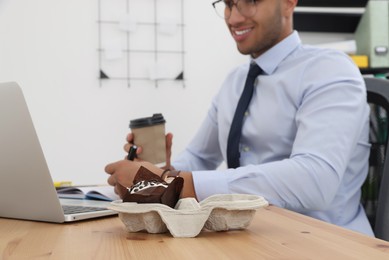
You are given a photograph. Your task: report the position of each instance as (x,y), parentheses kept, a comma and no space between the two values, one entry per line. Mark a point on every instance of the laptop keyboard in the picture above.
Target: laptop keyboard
(70,209)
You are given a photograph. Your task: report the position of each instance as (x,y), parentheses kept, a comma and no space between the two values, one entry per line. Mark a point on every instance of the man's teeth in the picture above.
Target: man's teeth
(242,32)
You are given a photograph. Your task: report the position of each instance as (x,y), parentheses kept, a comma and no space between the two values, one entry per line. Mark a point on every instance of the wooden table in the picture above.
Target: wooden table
(273,234)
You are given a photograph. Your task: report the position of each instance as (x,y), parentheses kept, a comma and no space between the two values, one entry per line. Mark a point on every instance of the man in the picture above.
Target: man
(304,140)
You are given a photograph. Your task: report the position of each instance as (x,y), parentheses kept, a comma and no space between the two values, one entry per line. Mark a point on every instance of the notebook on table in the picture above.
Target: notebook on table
(26,187)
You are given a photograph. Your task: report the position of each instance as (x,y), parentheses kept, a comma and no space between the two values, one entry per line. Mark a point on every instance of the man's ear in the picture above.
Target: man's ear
(289,6)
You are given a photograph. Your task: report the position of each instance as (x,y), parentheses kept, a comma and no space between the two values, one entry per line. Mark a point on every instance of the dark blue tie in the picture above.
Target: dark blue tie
(233,153)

======

[The task]:
Copy out the lines starting at the one that contains "man in the picture above." and ending at the last line, requests included. Multiply every coordinate in the answers by 2 and round to whole numbers, with halves rounding up.

[Expected answer]:
You are given a photograph. Your task: report the position of each instance as (x,y), parentheses kept, a comma and no space between the two values, one entry per line. Mark a point on every instance of the man in the picture above.
Target: man
(608,280)
You are given a photograph. Your task: report the position of each instance as (x,y), parentheses kept, a comma and no space between the two values, one entry per line. Mark a point on every instance of the notebook on table in the picture above.
Target: notebook on table
(52,374)
You are given a photograph. Your task: report the position of each instance as (x,y), parentheses kept, a comma and no space between the two values, one entry per line. Mark a point on every instance of the man's ear in the picture above.
Target: man's ear
(578,12)
You are given a photograph. Your task: report the position of each instance as (x,y), parentheses kept, a comma and no space between the two values, one entry per line. Mark a point on every instance of the dark blue tie in the picture above.
Target: dark blue tie
(466,306)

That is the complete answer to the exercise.